++++ PROVIDED DATA ++++

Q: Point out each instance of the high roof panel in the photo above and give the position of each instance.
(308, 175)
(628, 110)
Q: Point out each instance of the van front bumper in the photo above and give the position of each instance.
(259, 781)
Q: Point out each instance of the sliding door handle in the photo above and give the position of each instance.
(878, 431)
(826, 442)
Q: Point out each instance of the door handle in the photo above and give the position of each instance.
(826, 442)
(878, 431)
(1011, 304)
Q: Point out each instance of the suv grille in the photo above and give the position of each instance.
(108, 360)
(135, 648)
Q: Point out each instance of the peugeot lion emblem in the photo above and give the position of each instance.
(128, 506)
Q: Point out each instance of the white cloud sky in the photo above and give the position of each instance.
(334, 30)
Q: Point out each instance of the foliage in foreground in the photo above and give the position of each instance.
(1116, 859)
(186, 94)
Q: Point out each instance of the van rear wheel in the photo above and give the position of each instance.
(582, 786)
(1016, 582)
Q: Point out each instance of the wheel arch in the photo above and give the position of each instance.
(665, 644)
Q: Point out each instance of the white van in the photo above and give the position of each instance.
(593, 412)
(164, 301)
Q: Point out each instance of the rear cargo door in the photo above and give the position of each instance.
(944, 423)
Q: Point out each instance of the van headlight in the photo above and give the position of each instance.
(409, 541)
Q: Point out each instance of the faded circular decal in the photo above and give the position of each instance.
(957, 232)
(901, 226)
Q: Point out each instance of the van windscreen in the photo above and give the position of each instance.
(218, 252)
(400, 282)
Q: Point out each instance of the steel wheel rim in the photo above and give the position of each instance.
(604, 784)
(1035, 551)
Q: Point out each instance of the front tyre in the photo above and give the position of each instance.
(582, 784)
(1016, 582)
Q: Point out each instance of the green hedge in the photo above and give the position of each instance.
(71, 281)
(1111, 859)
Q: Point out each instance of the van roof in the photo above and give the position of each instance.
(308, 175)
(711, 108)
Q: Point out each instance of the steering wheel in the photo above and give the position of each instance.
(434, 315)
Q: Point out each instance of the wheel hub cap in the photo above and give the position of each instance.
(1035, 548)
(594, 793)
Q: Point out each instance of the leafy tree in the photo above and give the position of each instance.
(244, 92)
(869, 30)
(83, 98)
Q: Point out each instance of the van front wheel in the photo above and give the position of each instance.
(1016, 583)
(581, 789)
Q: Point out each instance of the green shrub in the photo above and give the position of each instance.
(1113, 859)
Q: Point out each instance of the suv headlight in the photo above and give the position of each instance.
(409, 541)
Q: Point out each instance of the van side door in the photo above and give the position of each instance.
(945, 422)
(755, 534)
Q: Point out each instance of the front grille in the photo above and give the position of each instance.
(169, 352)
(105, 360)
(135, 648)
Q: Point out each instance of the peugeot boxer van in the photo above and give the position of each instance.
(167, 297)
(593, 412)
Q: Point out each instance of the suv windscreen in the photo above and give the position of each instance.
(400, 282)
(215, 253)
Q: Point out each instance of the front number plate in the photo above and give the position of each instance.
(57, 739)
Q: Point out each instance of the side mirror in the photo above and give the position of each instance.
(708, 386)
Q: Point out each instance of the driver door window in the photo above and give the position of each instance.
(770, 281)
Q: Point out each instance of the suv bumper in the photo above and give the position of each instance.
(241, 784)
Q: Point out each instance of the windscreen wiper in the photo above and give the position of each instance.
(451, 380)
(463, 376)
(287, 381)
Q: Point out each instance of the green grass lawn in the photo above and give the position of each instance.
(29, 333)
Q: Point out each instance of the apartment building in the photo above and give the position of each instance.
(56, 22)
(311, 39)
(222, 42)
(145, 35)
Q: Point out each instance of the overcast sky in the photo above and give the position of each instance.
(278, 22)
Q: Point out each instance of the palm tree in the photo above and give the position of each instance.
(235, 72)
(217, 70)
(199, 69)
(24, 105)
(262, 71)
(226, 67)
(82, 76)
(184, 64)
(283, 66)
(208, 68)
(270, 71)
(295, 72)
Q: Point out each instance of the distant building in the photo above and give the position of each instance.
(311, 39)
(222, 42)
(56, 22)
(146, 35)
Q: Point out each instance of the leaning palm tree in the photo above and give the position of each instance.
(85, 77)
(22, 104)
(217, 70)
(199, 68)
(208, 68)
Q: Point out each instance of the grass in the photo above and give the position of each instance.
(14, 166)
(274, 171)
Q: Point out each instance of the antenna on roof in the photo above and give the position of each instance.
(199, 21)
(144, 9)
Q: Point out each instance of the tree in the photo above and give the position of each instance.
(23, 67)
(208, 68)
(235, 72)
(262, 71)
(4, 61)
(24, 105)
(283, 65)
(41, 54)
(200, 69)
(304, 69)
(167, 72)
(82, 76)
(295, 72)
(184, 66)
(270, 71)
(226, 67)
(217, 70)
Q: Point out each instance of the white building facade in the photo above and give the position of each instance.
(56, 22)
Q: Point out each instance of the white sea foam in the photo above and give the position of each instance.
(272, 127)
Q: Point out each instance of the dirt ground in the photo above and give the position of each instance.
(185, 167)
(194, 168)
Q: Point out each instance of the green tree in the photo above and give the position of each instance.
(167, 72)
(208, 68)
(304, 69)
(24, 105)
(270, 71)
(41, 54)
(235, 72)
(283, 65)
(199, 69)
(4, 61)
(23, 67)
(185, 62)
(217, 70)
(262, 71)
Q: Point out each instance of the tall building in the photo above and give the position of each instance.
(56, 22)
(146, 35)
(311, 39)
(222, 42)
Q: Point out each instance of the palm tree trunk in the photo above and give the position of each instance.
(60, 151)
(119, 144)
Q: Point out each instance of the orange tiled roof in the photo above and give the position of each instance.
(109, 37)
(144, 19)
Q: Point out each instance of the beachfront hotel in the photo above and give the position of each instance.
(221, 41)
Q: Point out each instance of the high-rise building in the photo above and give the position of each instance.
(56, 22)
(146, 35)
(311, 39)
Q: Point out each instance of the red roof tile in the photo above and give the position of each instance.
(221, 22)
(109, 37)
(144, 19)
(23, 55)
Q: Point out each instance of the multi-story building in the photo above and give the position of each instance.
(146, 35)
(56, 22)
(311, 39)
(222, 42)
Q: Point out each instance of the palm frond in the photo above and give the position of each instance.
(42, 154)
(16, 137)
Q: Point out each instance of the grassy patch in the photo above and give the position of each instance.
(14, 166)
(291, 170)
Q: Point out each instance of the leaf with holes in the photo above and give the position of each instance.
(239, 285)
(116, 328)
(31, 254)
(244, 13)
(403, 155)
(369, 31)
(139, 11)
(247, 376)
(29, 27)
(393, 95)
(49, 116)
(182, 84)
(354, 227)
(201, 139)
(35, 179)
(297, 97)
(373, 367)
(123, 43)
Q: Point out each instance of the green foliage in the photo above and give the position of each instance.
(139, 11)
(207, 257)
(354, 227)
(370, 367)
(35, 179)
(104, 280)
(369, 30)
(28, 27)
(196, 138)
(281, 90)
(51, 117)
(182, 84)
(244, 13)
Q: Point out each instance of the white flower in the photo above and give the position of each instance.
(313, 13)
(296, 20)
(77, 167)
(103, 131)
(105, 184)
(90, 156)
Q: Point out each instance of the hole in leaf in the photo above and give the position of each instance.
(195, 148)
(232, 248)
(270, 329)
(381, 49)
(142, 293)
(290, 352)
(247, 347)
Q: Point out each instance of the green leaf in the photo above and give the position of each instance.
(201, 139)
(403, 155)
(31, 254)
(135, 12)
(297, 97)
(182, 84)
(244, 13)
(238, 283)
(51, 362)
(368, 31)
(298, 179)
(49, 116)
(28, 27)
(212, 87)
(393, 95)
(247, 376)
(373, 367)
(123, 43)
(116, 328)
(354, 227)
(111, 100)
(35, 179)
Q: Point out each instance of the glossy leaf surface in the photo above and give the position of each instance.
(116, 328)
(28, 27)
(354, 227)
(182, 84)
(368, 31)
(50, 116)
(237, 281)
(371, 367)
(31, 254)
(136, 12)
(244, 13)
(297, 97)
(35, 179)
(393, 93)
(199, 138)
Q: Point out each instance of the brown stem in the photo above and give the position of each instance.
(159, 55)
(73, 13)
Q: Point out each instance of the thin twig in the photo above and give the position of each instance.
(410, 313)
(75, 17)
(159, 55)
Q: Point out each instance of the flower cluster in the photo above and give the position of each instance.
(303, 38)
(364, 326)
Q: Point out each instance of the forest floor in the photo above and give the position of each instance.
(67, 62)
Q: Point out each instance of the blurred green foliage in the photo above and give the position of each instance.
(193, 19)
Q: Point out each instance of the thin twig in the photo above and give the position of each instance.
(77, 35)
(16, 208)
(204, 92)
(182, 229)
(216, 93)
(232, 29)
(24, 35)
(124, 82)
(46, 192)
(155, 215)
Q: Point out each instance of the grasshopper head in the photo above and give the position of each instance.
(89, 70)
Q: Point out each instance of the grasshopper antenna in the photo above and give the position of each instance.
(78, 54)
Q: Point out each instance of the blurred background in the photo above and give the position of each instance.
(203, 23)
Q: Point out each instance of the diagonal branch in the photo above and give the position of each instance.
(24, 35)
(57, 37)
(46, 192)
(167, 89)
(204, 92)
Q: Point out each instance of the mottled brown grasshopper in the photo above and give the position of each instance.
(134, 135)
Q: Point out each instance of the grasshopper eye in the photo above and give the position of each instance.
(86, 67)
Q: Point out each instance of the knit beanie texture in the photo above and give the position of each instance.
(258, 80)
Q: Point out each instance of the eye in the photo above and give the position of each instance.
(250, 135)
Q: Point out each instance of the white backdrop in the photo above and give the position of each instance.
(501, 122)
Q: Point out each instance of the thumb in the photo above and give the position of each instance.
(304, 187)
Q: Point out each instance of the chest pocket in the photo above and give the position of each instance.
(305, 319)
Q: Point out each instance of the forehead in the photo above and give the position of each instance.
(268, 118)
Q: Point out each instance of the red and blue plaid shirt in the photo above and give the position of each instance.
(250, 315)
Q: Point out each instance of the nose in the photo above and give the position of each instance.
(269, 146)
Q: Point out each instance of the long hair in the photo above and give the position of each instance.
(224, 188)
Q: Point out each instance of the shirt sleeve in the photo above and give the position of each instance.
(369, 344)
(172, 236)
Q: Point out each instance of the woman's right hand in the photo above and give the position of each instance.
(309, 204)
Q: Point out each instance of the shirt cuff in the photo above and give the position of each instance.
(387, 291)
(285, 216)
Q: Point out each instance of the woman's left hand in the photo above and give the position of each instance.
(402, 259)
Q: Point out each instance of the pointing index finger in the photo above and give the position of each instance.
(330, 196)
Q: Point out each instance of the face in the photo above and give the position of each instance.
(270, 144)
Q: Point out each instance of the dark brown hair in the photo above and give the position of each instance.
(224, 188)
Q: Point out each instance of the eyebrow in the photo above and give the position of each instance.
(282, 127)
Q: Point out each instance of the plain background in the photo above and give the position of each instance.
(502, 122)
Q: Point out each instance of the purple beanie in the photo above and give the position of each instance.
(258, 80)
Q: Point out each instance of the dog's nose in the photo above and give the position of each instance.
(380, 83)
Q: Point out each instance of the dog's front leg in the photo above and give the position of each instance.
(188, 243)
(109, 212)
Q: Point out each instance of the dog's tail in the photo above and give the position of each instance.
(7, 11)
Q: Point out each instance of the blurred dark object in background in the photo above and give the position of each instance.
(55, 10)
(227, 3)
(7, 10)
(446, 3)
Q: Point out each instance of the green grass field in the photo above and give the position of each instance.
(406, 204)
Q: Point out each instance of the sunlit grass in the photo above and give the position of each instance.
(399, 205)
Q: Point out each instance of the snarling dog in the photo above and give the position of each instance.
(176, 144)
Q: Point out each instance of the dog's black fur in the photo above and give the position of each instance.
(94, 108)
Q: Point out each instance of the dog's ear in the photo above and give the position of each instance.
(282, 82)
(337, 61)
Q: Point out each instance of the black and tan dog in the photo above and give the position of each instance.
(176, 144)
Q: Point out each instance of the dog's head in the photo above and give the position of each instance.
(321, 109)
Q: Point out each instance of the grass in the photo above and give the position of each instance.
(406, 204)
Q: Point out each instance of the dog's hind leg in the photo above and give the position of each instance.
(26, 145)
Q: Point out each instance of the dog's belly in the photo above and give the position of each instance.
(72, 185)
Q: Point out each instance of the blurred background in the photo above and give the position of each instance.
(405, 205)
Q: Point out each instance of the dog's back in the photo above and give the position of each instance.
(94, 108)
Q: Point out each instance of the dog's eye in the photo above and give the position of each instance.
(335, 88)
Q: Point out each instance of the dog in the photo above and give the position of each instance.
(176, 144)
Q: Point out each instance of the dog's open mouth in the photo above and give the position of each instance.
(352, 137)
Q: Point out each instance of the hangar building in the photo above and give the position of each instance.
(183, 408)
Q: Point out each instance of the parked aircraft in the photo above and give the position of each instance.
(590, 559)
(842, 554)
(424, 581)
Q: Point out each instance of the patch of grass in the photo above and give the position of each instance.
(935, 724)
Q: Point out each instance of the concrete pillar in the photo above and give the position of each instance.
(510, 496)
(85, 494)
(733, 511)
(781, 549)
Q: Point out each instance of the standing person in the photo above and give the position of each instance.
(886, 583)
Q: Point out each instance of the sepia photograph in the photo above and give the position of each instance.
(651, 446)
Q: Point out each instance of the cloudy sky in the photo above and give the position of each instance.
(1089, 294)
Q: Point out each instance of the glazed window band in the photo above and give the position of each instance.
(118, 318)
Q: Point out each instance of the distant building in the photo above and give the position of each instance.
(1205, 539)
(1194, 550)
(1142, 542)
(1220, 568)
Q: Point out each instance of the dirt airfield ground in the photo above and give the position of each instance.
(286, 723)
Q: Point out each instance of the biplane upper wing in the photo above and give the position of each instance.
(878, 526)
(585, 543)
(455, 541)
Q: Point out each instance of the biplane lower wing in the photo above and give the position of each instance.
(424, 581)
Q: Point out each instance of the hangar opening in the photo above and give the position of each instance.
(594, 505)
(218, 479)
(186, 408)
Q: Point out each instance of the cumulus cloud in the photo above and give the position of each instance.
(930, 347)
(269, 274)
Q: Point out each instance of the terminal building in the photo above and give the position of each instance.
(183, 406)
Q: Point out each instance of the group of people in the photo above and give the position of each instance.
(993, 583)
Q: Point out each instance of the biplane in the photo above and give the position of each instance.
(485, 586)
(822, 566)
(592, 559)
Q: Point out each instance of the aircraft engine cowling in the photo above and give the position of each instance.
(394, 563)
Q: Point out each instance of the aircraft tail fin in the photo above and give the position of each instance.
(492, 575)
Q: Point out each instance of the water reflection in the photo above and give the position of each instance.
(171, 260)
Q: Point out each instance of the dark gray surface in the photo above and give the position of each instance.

++++

### REQUIRED TASK
Starting with the line that contains "Q: Point out each instance of the faded" and going on through the line that contains "(1035, 551)", give those lines as a Markdown table with a Num column for the row number and a Content column for the line. Leave out any blank lines.

### OUTPUT OF THE TASK
| Num | Content |
|---|---|
| 1 | Q: Point out each instance of the faded circular decal in the photo above and give the position of each instance. |
| 2 | (957, 232) |
| 3 | (901, 226) |
| 4 | Q: Point out each instance of the van windscreen in the photo above and give the position of each instance. |
| 5 | (218, 252) |
| 6 | (400, 282) |
| 7 | Q: Point out each instance of the steel wheel rim in the photo above and give the position of each instance. |
| 8 | (604, 784) |
| 9 | (1035, 551) |